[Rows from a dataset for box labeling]
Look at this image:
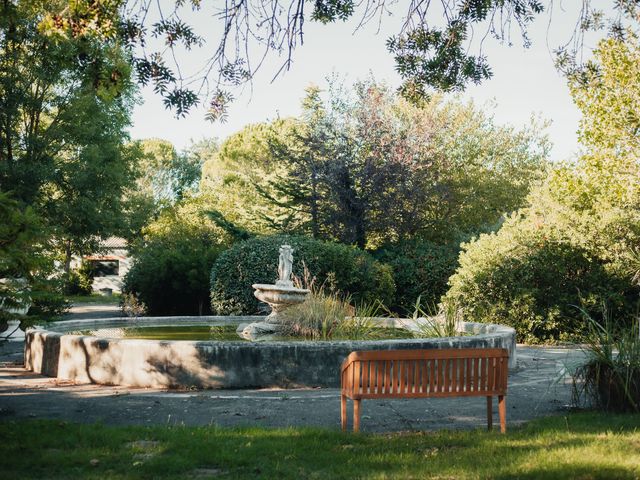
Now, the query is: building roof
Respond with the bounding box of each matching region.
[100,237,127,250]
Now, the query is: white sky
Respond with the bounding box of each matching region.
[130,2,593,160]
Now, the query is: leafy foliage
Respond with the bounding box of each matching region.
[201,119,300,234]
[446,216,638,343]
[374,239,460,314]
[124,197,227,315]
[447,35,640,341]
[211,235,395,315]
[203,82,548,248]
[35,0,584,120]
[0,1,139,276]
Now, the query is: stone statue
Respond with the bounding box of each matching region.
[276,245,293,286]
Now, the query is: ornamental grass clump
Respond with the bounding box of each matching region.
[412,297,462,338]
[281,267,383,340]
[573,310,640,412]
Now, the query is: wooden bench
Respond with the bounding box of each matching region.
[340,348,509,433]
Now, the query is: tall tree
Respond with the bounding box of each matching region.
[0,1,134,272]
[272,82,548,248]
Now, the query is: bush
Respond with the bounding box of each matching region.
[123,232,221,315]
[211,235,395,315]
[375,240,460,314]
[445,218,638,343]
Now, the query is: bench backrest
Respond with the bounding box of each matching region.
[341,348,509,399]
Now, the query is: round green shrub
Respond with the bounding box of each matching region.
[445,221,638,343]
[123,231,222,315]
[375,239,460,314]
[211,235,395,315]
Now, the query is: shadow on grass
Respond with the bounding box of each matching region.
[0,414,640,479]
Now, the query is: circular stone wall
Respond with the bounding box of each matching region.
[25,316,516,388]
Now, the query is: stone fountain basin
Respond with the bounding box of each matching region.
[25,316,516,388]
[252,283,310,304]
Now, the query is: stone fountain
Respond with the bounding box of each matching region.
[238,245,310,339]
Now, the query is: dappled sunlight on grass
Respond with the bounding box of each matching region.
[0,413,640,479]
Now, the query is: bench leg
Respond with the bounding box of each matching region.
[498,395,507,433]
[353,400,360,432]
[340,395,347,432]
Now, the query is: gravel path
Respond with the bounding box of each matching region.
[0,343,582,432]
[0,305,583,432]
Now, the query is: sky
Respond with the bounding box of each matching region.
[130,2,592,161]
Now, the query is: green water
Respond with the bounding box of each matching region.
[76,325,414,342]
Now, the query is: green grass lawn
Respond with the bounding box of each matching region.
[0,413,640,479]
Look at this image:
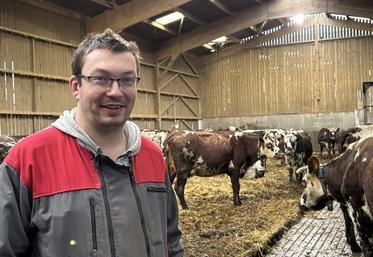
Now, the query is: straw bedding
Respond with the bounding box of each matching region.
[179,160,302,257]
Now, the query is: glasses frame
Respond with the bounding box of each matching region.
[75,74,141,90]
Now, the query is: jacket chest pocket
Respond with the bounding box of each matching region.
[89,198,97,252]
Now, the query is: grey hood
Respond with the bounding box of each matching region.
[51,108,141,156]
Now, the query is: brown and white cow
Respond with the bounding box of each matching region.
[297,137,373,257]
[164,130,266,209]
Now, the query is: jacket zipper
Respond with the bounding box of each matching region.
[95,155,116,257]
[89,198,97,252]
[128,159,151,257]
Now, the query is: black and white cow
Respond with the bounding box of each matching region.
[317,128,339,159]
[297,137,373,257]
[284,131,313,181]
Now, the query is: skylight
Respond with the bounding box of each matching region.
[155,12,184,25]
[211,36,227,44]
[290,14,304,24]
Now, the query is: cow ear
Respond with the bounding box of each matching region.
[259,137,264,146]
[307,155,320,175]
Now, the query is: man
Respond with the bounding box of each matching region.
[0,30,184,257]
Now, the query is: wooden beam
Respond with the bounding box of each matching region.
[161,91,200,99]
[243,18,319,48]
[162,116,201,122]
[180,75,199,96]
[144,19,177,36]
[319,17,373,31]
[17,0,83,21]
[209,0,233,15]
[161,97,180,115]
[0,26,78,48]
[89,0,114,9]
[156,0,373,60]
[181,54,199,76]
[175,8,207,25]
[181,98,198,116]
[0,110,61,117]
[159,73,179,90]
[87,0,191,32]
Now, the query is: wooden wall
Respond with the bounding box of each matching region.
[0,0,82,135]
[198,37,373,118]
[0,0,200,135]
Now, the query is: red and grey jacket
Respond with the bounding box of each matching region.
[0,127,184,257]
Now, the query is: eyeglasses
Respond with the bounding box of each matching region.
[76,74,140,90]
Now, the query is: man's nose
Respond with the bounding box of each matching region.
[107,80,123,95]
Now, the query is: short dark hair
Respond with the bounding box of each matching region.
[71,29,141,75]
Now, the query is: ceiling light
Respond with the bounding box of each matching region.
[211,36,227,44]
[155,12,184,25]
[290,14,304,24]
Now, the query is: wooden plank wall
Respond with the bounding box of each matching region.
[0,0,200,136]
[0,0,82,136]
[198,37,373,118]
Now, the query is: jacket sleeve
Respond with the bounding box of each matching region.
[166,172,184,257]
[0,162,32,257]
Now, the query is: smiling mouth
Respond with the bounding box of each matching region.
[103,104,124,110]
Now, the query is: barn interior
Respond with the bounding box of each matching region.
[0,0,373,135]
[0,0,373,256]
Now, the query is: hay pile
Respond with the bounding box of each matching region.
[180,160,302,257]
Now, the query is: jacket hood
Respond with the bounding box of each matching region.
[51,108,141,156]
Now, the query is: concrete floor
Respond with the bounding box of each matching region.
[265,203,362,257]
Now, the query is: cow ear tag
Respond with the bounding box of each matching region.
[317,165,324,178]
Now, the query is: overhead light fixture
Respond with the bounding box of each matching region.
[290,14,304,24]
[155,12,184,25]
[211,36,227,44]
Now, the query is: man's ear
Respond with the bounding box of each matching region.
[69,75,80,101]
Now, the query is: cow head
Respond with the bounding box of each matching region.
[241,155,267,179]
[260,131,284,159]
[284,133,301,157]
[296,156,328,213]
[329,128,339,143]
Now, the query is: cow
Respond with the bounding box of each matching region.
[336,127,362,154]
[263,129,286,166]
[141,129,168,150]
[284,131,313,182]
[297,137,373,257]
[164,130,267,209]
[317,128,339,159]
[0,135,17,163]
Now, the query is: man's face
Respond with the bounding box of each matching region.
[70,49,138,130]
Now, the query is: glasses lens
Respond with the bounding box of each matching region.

* _The task_
How many lines in the listing above contain the word "white"? Give only the number.

* _Task solution_
3